RECORDS SUPPLIED:
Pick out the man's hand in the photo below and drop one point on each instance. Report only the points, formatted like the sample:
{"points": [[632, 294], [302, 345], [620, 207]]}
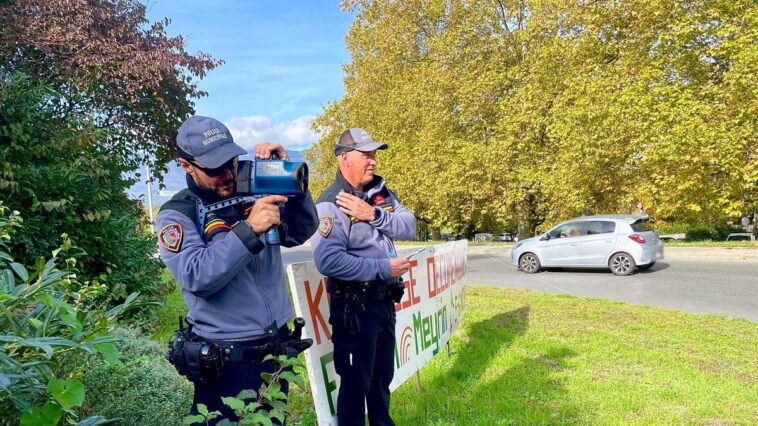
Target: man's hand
{"points": [[265, 213], [355, 207], [399, 266], [264, 151]]}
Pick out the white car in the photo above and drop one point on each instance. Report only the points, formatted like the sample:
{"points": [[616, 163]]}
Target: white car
{"points": [[622, 243]]}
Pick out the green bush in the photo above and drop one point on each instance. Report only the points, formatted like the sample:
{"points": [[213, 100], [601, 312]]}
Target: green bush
{"points": [[142, 388], [59, 173], [698, 231], [46, 331]]}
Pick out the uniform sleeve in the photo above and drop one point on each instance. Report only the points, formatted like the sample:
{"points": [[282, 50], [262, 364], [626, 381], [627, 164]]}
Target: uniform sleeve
{"points": [[300, 220], [399, 224], [199, 268], [330, 249]]}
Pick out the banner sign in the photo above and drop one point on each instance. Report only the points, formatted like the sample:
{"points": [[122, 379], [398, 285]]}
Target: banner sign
{"points": [[427, 315]]}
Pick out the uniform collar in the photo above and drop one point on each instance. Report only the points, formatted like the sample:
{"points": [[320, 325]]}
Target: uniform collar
{"points": [[376, 184], [206, 195]]}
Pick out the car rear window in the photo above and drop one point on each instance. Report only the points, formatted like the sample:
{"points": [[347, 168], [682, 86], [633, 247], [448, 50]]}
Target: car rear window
{"points": [[601, 227], [642, 226]]}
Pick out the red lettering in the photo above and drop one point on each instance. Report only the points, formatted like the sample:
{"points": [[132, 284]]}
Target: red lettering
{"points": [[313, 307], [431, 276], [409, 298]]}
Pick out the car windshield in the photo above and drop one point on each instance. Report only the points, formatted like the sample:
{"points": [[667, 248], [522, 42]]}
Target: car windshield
{"points": [[643, 226]]}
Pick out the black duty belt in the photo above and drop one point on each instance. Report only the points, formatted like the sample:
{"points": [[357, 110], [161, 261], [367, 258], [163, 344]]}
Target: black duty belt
{"points": [[252, 350], [376, 289]]}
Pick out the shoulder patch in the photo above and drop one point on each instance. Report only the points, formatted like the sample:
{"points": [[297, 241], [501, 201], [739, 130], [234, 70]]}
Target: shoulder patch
{"points": [[214, 227], [325, 225], [170, 237]]}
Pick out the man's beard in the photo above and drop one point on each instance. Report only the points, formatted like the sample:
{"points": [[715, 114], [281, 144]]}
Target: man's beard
{"points": [[209, 194]]}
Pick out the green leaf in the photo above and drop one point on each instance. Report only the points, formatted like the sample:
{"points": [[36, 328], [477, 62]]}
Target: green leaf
{"points": [[202, 409], [247, 394], [277, 415], [293, 377], [233, 403], [97, 421], [35, 322], [193, 419], [274, 387], [45, 415], [262, 419], [69, 393], [20, 271], [109, 351]]}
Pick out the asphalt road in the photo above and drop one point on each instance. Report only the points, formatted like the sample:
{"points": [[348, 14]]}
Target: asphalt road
{"points": [[703, 286]]}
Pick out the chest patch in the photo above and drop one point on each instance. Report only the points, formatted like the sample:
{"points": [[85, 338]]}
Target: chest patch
{"points": [[170, 237], [325, 225]]}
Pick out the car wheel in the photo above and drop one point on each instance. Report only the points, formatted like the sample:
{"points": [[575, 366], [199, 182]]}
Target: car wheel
{"points": [[529, 263], [621, 264]]}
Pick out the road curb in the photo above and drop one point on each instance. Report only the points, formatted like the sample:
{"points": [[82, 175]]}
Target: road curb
{"points": [[693, 253]]}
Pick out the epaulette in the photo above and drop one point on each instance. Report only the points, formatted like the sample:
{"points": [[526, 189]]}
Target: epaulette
{"points": [[185, 202]]}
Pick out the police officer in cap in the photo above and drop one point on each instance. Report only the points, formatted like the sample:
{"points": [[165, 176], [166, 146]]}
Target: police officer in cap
{"points": [[231, 279], [359, 217]]}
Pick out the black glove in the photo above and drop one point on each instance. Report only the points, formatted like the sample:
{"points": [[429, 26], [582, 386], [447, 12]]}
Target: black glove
{"points": [[397, 290]]}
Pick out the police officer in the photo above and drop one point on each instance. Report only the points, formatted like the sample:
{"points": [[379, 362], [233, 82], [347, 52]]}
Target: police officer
{"points": [[359, 217], [232, 281]]}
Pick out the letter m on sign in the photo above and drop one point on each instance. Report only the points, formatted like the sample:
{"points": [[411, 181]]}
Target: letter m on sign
{"points": [[317, 317]]}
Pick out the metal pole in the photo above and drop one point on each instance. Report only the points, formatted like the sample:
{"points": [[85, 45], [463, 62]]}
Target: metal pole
{"points": [[150, 197]]}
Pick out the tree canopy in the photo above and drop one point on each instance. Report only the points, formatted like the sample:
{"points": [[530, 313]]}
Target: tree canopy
{"points": [[111, 64], [511, 112]]}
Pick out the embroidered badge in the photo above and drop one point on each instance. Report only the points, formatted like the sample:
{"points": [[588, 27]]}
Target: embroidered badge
{"points": [[215, 226], [170, 237], [378, 200], [325, 225]]}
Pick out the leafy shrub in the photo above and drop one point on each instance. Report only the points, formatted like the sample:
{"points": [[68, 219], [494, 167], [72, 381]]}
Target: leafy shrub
{"points": [[699, 231], [142, 387], [46, 330], [60, 175]]}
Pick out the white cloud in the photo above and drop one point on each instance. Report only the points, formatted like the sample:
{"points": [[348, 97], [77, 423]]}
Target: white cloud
{"points": [[255, 129]]}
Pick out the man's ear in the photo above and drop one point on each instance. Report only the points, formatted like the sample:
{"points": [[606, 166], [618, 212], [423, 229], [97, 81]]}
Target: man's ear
{"points": [[185, 165]]}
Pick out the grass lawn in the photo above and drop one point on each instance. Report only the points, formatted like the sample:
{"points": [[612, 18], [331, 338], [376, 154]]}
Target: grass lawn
{"points": [[523, 358]]}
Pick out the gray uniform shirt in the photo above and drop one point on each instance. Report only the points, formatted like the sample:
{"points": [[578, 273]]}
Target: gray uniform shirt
{"points": [[232, 281], [355, 250]]}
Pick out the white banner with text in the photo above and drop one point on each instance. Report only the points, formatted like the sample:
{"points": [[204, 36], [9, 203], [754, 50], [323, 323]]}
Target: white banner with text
{"points": [[428, 314]]}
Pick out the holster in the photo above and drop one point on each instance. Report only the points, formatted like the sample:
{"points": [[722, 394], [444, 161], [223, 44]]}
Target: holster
{"points": [[397, 290], [201, 360], [353, 296]]}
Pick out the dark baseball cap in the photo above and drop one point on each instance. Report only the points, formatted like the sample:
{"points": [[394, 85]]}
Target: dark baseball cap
{"points": [[208, 141], [356, 139]]}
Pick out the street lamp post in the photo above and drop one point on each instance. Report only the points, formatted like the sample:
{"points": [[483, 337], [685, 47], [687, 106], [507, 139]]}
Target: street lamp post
{"points": [[150, 197]]}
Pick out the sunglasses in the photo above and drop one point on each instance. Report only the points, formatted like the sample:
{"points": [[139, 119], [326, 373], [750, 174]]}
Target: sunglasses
{"points": [[218, 171]]}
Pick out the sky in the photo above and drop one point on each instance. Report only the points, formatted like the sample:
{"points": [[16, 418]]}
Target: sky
{"points": [[282, 64]]}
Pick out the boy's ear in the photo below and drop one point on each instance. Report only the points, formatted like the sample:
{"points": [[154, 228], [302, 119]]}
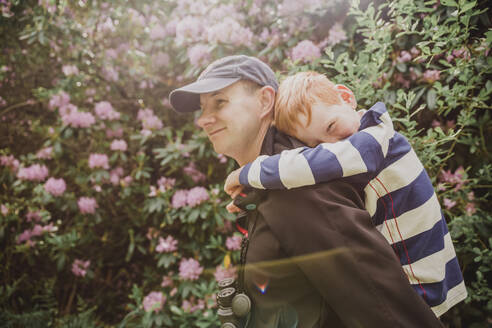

TASK REQUIREMENTS: Copy every one of the lines above word for word, and leave the pictures out of your copy.

THE COMPLETED TASK:
Pick out the man's hand in the photo below and drop one point on each instance. Report only the points, formatted like the sample:
{"points": [[632, 294], [302, 345], [620, 207]]}
Target: man's hand
{"points": [[265, 213], [355, 207], [399, 266], [264, 151]]}
Pick out the white car in the photo above and drop one point on each instance. Report only the points, formatted like the sample:
{"points": [[616, 163]]}
Target: white car
{"points": [[622, 243]]}
Pick out the green bush in the photo above and drop one point on each instance. Report only the points, formatted like the sample:
{"points": [[213, 100], [601, 312]]}
Target: green bush
{"points": [[142, 388], [59, 173], [698, 231], [46, 331]]}
Pick out the uniform sleeve in the photo above and drop one point on each instance. Report only the points, formatted like the sample:
{"points": [[282, 50], [262, 364], [626, 381], [627, 164]]}
Target: uniform sleeve
{"points": [[300, 220], [399, 224], [199, 268], [330, 249]]}
Pick out the banner sign in the photo above and drop one point on each instance. Report only the points, formatted like the sample:
{"points": [[122, 379], [398, 285]]}
Target: banner sign
{"points": [[427, 315]]}
Pick out the uniform collar in the photo above and drop one point on each instance. Report only the points, formatted like the sample:
{"points": [[320, 325]]}
Target: uniform collar
{"points": [[376, 184], [206, 195]]}
Pick out the car rear window in the photo above and drop one point on each instance. Report only the points, formatted like the sample:
{"points": [[347, 168], [682, 86], [633, 247], [448, 50]]}
Target: car rear window
{"points": [[601, 227], [642, 226]]}
Pick out the red lettering in the photo above and drop one point on each instance. Report only the points, formatted like the sample:
{"points": [[132, 284]]}
Target: red lettering
{"points": [[313, 307], [431, 276], [409, 298]]}
Pick out the car windshield in the photo above and drop one point on each instance. Report only the points, formatted like the sample:
{"points": [[667, 248], [522, 42]]}
Target: car windshield
{"points": [[643, 226]]}
Pick out the black duty belt in the photo above and drop one point on each instance. Report only the points, formatted like the sample:
{"points": [[357, 110], [161, 261], [367, 258], [163, 344]]}
Target: black duty belt
{"points": [[252, 350], [376, 289]]}
Pick out the shoulder patch in the photo above and drop one point on each instance. Report only the points, formatted like the sample:
{"points": [[297, 241], [501, 201], [739, 130], [234, 70]]}
Target: shoulder patch
{"points": [[214, 227], [325, 225], [170, 237]]}
Pick out the man's beard in the photo above and drop one point on each instance. Report only the points, formatted like the sample:
{"points": [[715, 114], [281, 144]]}
Target: man's beard
{"points": [[209, 194]]}
Pick out the green leaf in the photo above and drop one point on each instance. Report only the points, formatted like the sample:
{"points": [[36, 328], [477, 62]]}
Target: green leaf
{"points": [[202, 409], [247, 394], [277, 415], [293, 377], [233, 403], [97, 421], [35, 322], [193, 419], [274, 387], [45, 415], [262, 419], [69, 393], [20, 271], [109, 351]]}
Pick out the asphalt road in the photo above and drop one point on each instance. Report only the points, formatted like the sample:
{"points": [[348, 14]]}
Target: asphalt road
{"points": [[703, 286]]}
Pick out the chest patch in the photo above and drop one point on each instance. Report only the points, formatted like the sample:
{"points": [[85, 338]]}
Target: chest patch
{"points": [[170, 237], [325, 225]]}
Pick out the car wheel in the photo above and drop one point on each instance. Report only the points, formatted like the sample:
{"points": [[575, 366], [199, 182]]}
Target: car wheel
{"points": [[529, 263], [621, 264]]}
Pick out the road curb in the photo above and drop one point on each instance. Report only the points, formatted like the sample:
{"points": [[82, 175]]}
Target: road curb
{"points": [[693, 253]]}
Pick out the epaulette in the photo above and drop one point on each instance. Report only the points, formatted like the sample:
{"points": [[526, 189]]}
Target: epaulette
{"points": [[185, 202]]}
Pick out the police officer in cap in the photo above and drop one point on each instance. Report only the points, formatted like the sample:
{"points": [[165, 176], [166, 146]]}
Target: police officer in cap
{"points": [[231, 279], [359, 217]]}
Pick out the black glove in the photo above and drop one point on each instance. Report only the points, formatted like the sample:
{"points": [[429, 26], [582, 386], [447, 12]]}
Target: black glove
{"points": [[397, 290]]}
Pick out the police officer in the photo above and drop one point on each instance. Report only the points, formatted like the sample:
{"points": [[379, 362], [233, 82], [347, 52]]}
Target: police officer
{"points": [[359, 217], [232, 281]]}
Pick out the letter m on sign in the photo above and drop one point on each instance. Report only the points, formatted like the sample:
{"points": [[411, 181]]}
Target: letter m on sign
{"points": [[317, 317]]}
Pick out the metal pole in the photo above and drop one point on each instance. Report only the points, formatted like the sample:
{"points": [[85, 45], [463, 62]]}
Target: metal pole
{"points": [[150, 197]]}
Pick out the tree canopy in the photo above and drop one point on each instance. Report only the points, formatted like the sample:
{"points": [[530, 313]]}
Target: tree canopy
{"points": [[111, 64], [511, 112]]}
Pick out the embroidered badge in the photo above and drop one point on each instance. Report only the points, formatted like the sample:
{"points": [[588, 27]]}
Target: embroidered badge
{"points": [[215, 226], [170, 237], [378, 200], [325, 225]]}
Pick out the leafy shrub in the photo above and drop one point on each instance. Report only the points, formatted like the sample:
{"points": [[68, 219], [494, 167], [72, 381]]}
Target: leafy shrub
{"points": [[699, 231], [142, 387], [46, 330], [60, 175]]}
Pick out the white cloud in the photo above and drop one point on each instance. Report only the points, formatted like the sample:
{"points": [[348, 97], [77, 423]]}
Target: white cloud
{"points": [[255, 129]]}
Pick out the man's ear in the photo above and drop one point on each instance. Report only the points, formatted like the sample:
{"points": [[606, 166], [618, 212], [423, 229], [97, 81]]}
Target: man's ear
{"points": [[185, 165]]}
Pick out the grass lawn in the photo above and drop one point on each instance. Report only the points, formatted like the sample:
{"points": [[612, 18], [331, 338], [376, 154]]}
Target: grass lawn
{"points": [[523, 358]]}
Pick out the gray uniform shirt in the photo above and drop one point on each instance. Report only the points, formatted like the sample:
{"points": [[578, 273]]}
Target: gray uniform shirt
{"points": [[232, 281], [355, 250]]}
Pick out the white banner with text in the photo above and drop one point on each instance. Report only the points, formatted like the sample:
{"points": [[204, 36], [9, 203], [754, 50], [323, 323]]}
Target: white banner with text
{"points": [[428, 314]]}
Pick out the holster in the photo above and drop one point on each instance. Report only the points, formatted like the sample:
{"points": [[722, 394], [444, 161], [223, 44]]}
Target: holster
{"points": [[397, 290], [201, 360], [353, 296]]}
Pick out the dark baseball cap in the photo above and drop one point on each instance. Report only the points, formatted like the sample:
{"points": [[394, 85]]}
Target: dark baseball cap
{"points": [[208, 141], [356, 139]]}
Pick out the street lamp post in the photo above and drop one point on each instance. Report only the points, formatted like the sample:
{"points": [[483, 337], [685, 47], [687, 106], [507, 139]]}
Target: street lamp post
{"points": [[150, 197]]}
Pick out the sunglasses in the photo above and drop one point on each instance. Report only the points, formatted like the sample:
{"points": [[139, 119], [326, 373], [750, 174]]}
Target: sunglasses
{"points": [[218, 171]]}
Pick out the sky in the photo above and drop one point on each instance. Report only the points, formatted like the sample:
{"points": [[16, 418]]}
Target: sky
{"points": [[282, 64]]}
Pick out the boy's ear in the photo below and drop one point on each instance. Report only the points, formatted like the sample:
{"points": [[154, 228], [302, 119]]}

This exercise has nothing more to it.